* _THE TASK_
Reproduce word for word, from the entries below, the line with "Target: rear quarter window", the line with "as (257, 18).", and every line between them, and nothing more.

************

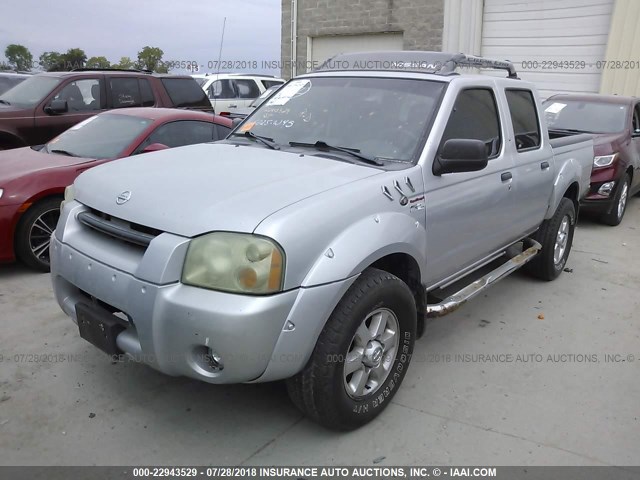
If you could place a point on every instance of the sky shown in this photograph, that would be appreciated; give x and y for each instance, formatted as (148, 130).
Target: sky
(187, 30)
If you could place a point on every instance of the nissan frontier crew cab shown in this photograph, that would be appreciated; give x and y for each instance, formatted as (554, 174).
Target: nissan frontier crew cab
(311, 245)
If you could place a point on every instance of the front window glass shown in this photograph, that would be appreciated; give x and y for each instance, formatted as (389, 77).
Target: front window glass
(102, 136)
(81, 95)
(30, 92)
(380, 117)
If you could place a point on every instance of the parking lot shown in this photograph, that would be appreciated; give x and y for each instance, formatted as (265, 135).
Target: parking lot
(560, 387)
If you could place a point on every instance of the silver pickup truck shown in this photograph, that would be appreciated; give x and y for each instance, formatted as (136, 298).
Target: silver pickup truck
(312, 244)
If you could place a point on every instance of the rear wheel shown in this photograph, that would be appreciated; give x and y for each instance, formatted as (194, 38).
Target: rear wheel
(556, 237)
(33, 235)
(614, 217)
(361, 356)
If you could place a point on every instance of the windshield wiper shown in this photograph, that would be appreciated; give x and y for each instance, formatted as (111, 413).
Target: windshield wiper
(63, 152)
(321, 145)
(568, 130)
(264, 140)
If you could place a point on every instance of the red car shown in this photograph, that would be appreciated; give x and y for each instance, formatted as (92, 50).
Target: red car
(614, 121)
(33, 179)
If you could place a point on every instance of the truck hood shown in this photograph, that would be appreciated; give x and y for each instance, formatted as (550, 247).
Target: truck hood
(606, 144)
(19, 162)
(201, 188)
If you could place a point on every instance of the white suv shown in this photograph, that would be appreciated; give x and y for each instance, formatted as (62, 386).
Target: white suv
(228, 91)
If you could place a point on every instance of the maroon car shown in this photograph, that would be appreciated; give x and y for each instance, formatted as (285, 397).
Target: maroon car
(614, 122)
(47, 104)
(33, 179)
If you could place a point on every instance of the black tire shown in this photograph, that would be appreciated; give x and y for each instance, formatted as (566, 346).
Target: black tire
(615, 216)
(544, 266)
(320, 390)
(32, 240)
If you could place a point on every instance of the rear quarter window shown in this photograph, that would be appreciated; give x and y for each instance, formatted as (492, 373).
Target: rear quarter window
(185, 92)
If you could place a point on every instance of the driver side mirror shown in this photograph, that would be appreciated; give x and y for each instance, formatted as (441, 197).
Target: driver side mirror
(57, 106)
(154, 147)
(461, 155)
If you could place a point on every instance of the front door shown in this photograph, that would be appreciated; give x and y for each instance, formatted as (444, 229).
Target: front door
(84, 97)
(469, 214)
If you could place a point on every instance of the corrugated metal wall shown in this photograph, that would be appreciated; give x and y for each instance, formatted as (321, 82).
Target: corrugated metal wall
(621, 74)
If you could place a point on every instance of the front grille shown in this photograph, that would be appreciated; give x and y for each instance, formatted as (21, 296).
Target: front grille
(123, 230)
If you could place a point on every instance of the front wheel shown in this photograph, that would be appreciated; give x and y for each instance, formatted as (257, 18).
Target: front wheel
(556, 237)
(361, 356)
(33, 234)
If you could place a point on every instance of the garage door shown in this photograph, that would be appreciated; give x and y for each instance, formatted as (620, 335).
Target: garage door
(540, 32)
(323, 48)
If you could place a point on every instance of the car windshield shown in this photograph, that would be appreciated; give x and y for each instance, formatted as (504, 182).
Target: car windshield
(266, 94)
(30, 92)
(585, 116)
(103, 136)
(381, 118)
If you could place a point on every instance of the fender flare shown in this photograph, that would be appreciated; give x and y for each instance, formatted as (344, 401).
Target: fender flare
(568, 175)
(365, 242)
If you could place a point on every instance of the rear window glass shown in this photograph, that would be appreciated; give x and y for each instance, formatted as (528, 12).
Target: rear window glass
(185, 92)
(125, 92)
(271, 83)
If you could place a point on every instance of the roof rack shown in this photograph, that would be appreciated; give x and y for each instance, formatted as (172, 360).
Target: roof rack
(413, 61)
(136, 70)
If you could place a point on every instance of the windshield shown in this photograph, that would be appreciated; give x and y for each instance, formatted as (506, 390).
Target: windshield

************

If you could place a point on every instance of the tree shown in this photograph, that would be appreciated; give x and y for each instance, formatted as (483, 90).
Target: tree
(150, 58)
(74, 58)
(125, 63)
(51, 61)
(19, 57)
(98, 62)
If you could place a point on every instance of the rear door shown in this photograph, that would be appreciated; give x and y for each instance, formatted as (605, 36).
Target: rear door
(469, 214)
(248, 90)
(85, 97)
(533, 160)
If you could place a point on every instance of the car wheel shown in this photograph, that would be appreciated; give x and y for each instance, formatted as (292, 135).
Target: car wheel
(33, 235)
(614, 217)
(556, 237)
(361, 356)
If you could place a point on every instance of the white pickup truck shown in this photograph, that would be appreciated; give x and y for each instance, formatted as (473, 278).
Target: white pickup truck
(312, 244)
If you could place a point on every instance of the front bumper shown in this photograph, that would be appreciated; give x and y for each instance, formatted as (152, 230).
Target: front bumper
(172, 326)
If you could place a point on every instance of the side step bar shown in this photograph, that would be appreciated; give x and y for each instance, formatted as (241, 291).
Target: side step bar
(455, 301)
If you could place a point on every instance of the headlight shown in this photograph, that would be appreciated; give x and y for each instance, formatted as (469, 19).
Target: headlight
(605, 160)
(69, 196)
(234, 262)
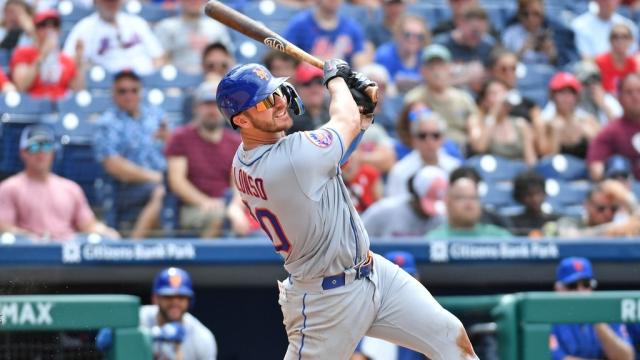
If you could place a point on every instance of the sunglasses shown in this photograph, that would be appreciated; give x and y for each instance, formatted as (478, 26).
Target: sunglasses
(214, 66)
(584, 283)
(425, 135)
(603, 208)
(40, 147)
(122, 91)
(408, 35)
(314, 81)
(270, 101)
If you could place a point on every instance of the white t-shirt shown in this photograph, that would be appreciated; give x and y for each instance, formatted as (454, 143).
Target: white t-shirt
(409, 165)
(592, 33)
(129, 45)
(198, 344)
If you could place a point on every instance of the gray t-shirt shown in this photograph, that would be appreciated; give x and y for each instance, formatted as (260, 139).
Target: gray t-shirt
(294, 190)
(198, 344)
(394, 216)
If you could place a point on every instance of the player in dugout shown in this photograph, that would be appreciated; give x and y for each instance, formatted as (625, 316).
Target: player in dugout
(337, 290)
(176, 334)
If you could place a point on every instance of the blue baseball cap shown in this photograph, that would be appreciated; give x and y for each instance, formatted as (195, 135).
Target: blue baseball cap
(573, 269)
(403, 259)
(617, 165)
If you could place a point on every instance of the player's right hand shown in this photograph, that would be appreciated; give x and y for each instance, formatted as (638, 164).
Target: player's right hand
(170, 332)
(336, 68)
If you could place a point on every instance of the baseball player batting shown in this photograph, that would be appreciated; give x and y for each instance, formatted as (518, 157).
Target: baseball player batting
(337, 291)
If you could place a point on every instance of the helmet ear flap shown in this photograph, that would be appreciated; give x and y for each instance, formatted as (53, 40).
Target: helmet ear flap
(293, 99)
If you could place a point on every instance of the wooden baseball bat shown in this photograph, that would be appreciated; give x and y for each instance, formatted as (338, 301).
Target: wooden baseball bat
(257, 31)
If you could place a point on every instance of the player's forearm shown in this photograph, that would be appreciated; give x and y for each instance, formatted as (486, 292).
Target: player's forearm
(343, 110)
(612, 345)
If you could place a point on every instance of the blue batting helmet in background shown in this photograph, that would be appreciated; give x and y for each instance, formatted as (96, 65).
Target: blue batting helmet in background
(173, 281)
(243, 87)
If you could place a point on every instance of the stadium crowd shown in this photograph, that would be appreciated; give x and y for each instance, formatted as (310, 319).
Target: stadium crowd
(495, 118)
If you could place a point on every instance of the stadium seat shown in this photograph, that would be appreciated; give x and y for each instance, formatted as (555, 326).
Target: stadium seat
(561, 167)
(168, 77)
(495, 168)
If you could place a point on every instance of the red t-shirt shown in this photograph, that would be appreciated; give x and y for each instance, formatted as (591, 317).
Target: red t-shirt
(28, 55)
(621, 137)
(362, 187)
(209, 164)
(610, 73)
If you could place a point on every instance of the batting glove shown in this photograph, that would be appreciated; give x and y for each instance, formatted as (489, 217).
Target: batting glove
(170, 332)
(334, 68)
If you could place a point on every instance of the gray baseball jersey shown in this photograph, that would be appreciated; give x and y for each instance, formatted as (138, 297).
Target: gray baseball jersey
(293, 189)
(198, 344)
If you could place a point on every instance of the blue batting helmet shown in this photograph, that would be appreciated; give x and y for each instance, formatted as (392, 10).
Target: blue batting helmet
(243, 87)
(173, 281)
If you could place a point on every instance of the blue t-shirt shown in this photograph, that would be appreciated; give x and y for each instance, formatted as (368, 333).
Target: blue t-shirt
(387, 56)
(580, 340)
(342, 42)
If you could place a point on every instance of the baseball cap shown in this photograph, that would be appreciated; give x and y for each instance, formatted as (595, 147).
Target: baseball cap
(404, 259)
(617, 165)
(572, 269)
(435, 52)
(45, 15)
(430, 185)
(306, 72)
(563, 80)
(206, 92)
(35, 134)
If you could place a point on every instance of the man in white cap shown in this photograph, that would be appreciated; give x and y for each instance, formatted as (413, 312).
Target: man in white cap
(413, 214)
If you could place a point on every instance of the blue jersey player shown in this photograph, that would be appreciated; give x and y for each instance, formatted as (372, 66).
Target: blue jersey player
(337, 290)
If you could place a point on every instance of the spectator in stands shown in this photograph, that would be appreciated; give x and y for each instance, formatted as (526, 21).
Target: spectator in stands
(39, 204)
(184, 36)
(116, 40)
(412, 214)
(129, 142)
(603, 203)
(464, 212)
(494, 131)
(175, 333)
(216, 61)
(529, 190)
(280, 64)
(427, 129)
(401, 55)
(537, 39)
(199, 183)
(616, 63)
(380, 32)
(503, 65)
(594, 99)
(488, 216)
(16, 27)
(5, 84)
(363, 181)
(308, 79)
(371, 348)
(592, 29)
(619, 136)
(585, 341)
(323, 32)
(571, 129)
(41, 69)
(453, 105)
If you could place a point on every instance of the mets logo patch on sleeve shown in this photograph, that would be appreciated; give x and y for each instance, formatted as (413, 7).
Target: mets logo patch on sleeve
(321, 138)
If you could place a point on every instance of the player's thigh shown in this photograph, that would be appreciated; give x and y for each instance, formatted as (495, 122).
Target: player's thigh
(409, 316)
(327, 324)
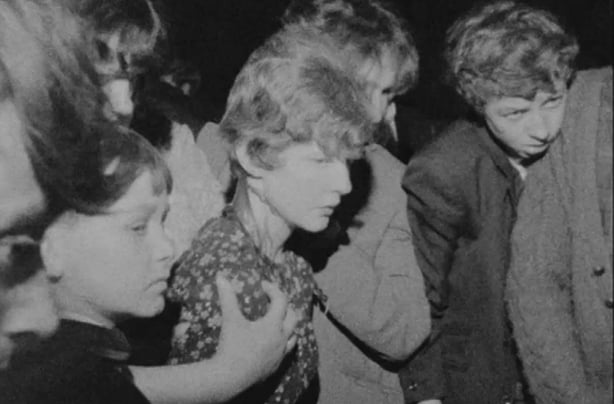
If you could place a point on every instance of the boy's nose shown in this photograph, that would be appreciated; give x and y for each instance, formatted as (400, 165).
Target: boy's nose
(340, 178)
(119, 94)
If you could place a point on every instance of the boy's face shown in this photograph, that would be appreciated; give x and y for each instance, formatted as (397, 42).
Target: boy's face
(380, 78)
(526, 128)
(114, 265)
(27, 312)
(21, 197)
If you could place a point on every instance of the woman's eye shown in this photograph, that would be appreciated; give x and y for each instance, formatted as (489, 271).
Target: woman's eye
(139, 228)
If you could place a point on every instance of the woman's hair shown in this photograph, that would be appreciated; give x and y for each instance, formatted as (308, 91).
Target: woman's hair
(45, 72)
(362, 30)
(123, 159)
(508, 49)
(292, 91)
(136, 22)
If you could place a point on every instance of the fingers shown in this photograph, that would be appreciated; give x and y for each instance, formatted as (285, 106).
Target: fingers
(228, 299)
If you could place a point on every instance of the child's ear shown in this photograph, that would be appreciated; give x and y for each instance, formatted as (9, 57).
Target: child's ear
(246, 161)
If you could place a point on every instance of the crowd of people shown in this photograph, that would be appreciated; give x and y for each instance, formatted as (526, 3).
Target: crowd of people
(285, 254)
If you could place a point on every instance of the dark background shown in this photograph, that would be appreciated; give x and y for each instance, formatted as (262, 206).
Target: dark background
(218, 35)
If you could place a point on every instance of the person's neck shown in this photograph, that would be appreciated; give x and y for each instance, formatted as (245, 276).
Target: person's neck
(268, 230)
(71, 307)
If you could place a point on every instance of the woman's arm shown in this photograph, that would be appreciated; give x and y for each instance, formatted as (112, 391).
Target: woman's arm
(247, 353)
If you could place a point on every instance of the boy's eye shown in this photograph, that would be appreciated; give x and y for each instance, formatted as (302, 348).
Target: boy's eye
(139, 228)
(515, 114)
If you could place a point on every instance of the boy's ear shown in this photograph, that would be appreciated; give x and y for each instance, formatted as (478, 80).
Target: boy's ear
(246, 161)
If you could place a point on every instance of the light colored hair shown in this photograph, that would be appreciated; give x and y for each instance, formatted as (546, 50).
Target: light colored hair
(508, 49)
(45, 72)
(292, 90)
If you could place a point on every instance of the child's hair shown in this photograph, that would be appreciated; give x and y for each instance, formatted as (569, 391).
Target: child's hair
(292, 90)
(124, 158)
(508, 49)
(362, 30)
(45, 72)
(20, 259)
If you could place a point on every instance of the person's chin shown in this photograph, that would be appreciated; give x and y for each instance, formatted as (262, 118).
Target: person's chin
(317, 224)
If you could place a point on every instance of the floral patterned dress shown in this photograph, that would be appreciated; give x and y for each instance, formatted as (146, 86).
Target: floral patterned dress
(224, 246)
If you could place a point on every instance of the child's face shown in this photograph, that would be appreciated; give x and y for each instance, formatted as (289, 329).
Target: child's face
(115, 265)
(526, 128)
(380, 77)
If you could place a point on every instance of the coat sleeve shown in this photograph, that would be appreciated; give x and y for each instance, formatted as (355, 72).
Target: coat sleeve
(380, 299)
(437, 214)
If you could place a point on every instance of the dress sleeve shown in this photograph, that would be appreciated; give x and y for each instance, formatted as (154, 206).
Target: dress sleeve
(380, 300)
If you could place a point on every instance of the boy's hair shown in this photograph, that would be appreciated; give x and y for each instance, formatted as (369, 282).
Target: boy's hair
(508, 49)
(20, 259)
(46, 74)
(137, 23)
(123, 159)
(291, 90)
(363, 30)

************

* _EXERCISE RESPONSE_
Target: rear quarter window
(185, 92)
If you could place a point on every instance of the driver side mirror shown in this photograph, that would be appreciated; give x and y for each instance, formatted as (441, 197).
Target: driver side mirror
(57, 106)
(154, 147)
(461, 155)
If you could place a point on every instance of the front door shown in this photograph, that would be appreciated; give x and y for each instance, formatted as (444, 229).
Target: front door
(84, 97)
(469, 214)
If you could place a point on every instance of the corrugated metal wall shown in this photograph, that would be appreciated; give x and y for each instance, formatted as (321, 82).
Target: corrugated metal wall
(621, 74)
If you could place a point on every instance of the front grille shown in this photograph, that would be appreciated; give x and y for each instance, formatted as (21, 296).
Target: front grille
(123, 230)
If you could place a point on every instance of the front wheel shown in this photograph, that would be appreciated; give x and y for each instance, formatted as (257, 18).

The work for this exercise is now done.